■ **Exercise objective**: Copy every one of the following lines word for word.
((
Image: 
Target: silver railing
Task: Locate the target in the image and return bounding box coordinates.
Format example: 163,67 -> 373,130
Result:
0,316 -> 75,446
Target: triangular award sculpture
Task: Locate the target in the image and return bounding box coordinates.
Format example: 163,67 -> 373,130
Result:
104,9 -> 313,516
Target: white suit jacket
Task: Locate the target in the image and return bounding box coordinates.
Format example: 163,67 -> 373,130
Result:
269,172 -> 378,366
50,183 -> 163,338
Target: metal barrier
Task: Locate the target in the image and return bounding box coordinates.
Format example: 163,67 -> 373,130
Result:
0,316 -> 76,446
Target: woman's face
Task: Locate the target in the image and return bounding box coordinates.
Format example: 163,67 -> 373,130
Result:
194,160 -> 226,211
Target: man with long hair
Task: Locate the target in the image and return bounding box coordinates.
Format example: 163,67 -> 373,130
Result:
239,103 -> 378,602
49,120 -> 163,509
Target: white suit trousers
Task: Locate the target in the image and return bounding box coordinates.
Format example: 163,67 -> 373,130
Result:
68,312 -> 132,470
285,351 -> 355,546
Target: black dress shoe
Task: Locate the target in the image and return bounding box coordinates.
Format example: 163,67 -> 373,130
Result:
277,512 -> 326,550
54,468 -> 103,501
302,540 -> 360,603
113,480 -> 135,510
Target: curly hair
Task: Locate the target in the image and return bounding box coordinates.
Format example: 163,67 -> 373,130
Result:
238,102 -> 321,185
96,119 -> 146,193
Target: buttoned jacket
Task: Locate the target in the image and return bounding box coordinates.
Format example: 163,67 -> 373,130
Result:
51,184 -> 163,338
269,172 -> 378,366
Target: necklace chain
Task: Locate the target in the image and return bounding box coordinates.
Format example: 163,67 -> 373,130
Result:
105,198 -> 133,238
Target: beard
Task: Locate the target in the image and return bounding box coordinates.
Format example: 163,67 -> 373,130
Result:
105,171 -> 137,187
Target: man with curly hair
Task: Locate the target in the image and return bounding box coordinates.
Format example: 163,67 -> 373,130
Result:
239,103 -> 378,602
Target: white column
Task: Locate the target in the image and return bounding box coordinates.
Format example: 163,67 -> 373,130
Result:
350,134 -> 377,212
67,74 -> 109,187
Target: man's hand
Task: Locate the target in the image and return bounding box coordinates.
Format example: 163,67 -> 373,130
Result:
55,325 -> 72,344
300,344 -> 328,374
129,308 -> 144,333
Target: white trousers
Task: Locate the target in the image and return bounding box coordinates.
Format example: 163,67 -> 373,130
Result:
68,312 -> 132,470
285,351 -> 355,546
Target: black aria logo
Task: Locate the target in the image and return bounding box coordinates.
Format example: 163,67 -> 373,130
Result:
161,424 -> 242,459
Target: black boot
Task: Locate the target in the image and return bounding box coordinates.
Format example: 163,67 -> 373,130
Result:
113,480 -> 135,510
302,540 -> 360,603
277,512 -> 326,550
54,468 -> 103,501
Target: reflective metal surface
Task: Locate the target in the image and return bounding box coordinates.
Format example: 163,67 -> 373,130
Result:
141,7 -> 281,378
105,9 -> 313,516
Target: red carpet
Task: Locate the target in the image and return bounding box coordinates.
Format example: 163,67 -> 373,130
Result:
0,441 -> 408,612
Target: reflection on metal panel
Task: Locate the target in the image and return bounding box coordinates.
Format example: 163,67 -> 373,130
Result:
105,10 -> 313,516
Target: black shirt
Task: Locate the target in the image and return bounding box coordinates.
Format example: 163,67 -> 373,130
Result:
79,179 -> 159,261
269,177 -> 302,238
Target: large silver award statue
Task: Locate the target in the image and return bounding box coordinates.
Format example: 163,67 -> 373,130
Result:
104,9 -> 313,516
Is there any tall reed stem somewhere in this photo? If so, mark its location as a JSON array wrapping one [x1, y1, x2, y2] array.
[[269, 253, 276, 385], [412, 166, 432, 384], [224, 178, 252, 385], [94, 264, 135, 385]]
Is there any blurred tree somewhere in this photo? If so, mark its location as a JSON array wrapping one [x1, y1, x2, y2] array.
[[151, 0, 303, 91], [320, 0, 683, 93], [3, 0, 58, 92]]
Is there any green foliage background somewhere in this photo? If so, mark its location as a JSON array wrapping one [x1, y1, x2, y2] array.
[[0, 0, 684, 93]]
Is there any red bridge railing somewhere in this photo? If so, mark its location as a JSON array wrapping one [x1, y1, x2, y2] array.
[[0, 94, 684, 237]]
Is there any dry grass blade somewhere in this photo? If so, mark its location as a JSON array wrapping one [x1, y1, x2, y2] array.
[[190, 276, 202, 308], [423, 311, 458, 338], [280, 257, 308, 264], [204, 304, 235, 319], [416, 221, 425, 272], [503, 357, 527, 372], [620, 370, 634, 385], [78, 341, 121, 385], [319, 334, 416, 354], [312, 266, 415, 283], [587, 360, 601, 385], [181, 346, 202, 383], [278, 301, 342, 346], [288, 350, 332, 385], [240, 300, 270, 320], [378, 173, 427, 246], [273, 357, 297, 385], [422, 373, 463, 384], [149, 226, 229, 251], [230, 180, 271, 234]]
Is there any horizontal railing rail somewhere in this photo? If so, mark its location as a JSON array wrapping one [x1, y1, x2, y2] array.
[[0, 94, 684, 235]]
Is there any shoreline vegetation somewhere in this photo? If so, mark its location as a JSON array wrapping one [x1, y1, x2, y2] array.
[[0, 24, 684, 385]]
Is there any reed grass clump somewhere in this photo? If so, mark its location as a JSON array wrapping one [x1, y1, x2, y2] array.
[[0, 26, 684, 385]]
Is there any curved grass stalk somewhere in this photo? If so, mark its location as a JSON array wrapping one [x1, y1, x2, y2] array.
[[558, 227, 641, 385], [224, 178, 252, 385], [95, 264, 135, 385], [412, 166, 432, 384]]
))
■ **Written response**:
Image: 
Target: silver railing
Task: Locate the target in the image and return bounding box coordinates.
Format example: 163,67 -> 373,130
Result:
0,316 -> 75,446
Target: triangular award sculpture
Task: Locate the target in the image and return bounding box coordinates.
Format example: 163,67 -> 373,130
Result:
104,9 -> 313,516
Target: white suit jacket
Task: Locate the target in the image and return bounding box coordinates.
Format example: 163,67 -> 373,130
Result:
269,172 -> 378,366
50,183 -> 163,338
Target: metal barrier
Task: Locate the target in the image and return bounding box coordinates.
Format example: 163,67 -> 373,130
Result:
0,316 -> 76,446
Target: woman's face
Task: Locate the target in the image and return bounding box coordinates.
Format example: 163,67 -> 373,130
Result:
194,160 -> 226,211
Target: man with long hair
Task: Locate the target in the image and return bounding box coordinates.
Format example: 163,67 -> 373,130
Result:
239,103 -> 378,602
49,120 -> 163,509
Target: white suit trousers
Task: Locate the target in the image and return bounding box coordinates.
Format example: 163,67 -> 373,130
Result:
68,312 -> 132,470
285,351 -> 355,546
Target: black dress shoe
Task: Locate the target in the image and return bounding box coordinates.
Format example: 163,67 -> 373,130
Result:
277,512 -> 326,550
54,468 -> 103,501
302,540 -> 360,603
113,480 -> 135,510
Target: curly hair
Task: Locate the target in the image and return bounding box coordinates.
Format example: 163,67 -> 373,130
Result:
238,102 -> 321,185
96,119 -> 146,193
Target: buttoned jacket
Task: Locate the target in the image and return bounding box coordinates.
Format example: 163,67 -> 373,130
Result:
51,184 -> 163,338
269,172 -> 378,366
Target: necklace chain
Task: Locate the target in the image and return bounding box coordinates.
Format example: 163,67 -> 373,130
Result:
105,198 -> 133,238
Target: beard
Task: Locate the target in the image and return bounding box coordinates.
Format example: 163,67 -> 373,130
Result:
105,171 -> 137,187
Target: man with curly hair
Task: Locate the target in the image and return bounding box coordinates.
Format example: 163,67 -> 373,130
Result:
239,103 -> 378,602
Target: white column
Task: Locate the target in the image and return bounding box coordinates.
Format example: 163,67 -> 373,130
Result:
350,134 -> 377,212
67,74 -> 109,187
Target: man's hand
Task: Locate the target in the image and return bounding box coordinates.
Format example: 163,67 -> 373,130
Result:
55,325 -> 72,344
300,344 -> 328,374
129,308 -> 144,333
Target: white trousers
Task: Locate the target in the image and return bounding box coordinates.
Format example: 163,67 -> 373,130
Result:
68,312 -> 132,470
285,351 -> 355,546
Target: black aria logo
Task: Locate the target in the image and return bounding box coordinates.
Format example: 163,67 -> 373,130
Result:
161,424 -> 242,459
Target: black boot
Task: Locate the target in the image and return bounding box coordinates.
Format example: 163,67 -> 373,130
Result:
113,480 -> 135,510
302,540 -> 360,603
277,512 -> 326,550
54,468 -> 103,501
Target: reflective metal surface
Task: Locate the target in the image and return bounding box coordinates.
Format example: 163,67 -> 373,130
Result:
141,7 -> 281,378
105,9 -> 313,516
Target: red carpet
Task: Locate the target in the image and return bounding box coordinates.
Format example: 163,67 -> 373,130
Result:
0,441 -> 408,612
Target: reflection on metal panel
Task: Locate the target in the image and return bounding box coordinates.
Format example: 163,67 -> 373,130
Result:
105,10 -> 313,516
Target: black shirt
Task: Locate the target in the image and return bounding box coordinates.
Format example: 163,67 -> 373,130
Result:
79,179 -> 159,261
269,177 -> 302,238
Target: large silver award statue
Task: Locate the target in the image and return bounding box coordinates.
Format example: 163,67 -> 373,130
Result:
104,9 -> 313,516
Is there any tall reed stem somewhere in this photo? If so, mark its location as a JSON array wrapping one [x1, y1, x2, y2] array.
[[269, 253, 276, 385], [412, 166, 432, 384], [224, 178, 252, 385], [94, 264, 135, 385]]
Is there any blurred tree somewhere in this photo? If so, mark its location as a JSON array wrapping one [x1, y1, x2, y2] array.
[[151, 0, 303, 91], [320, 0, 683, 93], [3, 0, 58, 92]]
Is there any green foliage background somewhere in this photo? If so, mark its location as a JSON array wrapping one [x1, y1, x2, y2] array.
[[0, 0, 684, 93]]
Is there any red bridge railing somewhere in this photo? If so, mark its location as a JSON array wrapping one [x1, y1, x2, y2] array.
[[0, 94, 684, 237]]
Is there any dry grass blade somewhere in this photo? If so, mark its location as a JSON array wrapping one [x1, y1, x2, y2] array.
[[190, 276, 202, 308], [423, 311, 458, 338], [280, 257, 308, 264], [204, 304, 235, 319], [416, 221, 425, 272], [503, 357, 527, 372], [620, 370, 634, 385], [78, 341, 121, 385], [319, 334, 416, 354], [312, 266, 415, 283], [587, 360, 601, 385], [181, 346, 202, 383], [278, 301, 342, 346], [288, 350, 332, 385], [240, 300, 270, 320], [378, 173, 427, 246], [273, 357, 297, 385], [422, 373, 463, 384], [149, 226, 229, 251], [230, 180, 271, 234]]
Is there any horizontal railing rail somewhere in this photo? If so, mark its location as a JSON array wrapping one [x1, y1, x2, y2] array.
[[0, 94, 684, 235]]
Is there any shoreline vegetation somewhere in this photo? If so, mark its location as a JSON array wrapping one [x1, y1, x2, y2] array.
[[0, 24, 684, 385]]
Is there any reed grass clump somewhere in this photo? If so, mark its location as a JSON array wrapping one [x1, y1, x2, y2] array.
[[0, 26, 684, 385]]
Is there any curved grass stalk somewhere in this photo? If so, mark its location as a JSON array wrapping one [x1, y1, x2, y2] array.
[[558, 227, 641, 385], [224, 178, 252, 385], [95, 264, 135, 385], [412, 166, 432, 384]]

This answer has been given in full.